▸ **PROBLEM TO WORK ON**
Repeat the listing exactly. Do not carry over any pictures.

▸ **DATA SHOWN**
--- START ---

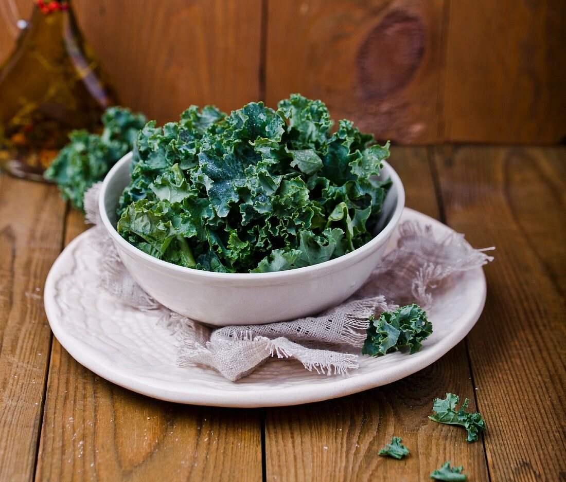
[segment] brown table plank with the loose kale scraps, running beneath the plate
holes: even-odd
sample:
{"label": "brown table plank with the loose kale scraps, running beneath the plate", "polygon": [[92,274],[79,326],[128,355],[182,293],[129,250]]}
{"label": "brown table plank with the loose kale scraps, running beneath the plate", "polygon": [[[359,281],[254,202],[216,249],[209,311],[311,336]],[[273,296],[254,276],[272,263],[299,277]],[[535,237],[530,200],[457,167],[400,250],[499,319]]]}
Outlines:
{"label": "brown table plank with the loose kale scraps, running beneath the plate", "polygon": [[[404,181],[407,205],[440,218],[429,154],[426,147],[396,147],[390,161]],[[475,406],[464,342],[430,367],[385,387],[267,409],[267,480],[427,480],[447,460],[463,465],[473,480],[488,480],[483,442],[468,444],[465,431],[427,418],[433,399],[447,392],[469,397]],[[411,451],[402,461],[378,456],[393,436],[402,437]]]}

--- END ---

▸ **TASK OUTPUT**
[segment] brown table plank with the loose kale scraps, running beneath the plate
holes: even-odd
sample:
{"label": "brown table plank with the loose kale scraps, running beneath the plate", "polygon": [[92,274],[79,326],[128,355],[182,293],[129,250]]}
{"label": "brown table plank with the loose kale scraps, running beneath the plate", "polygon": [[[359,281],[254,202],[216,249],[209,311],[311,336]],[[273,296],[254,276],[272,263],[299,277]],[[535,237],[530,200],[457,167],[400,250],[499,319]]]}
Outlines:
{"label": "brown table plank with the loose kale scraps, running beneath the plate", "polygon": [[[404,181],[407,205],[440,218],[429,154],[426,147],[396,147],[390,161]],[[475,406],[464,342],[430,367],[385,387],[267,409],[267,480],[427,480],[447,460],[463,465],[473,480],[488,480],[483,442],[468,444],[465,431],[427,418],[433,399],[447,392],[469,397]],[[411,451],[402,461],[378,456],[393,436],[402,437]]]}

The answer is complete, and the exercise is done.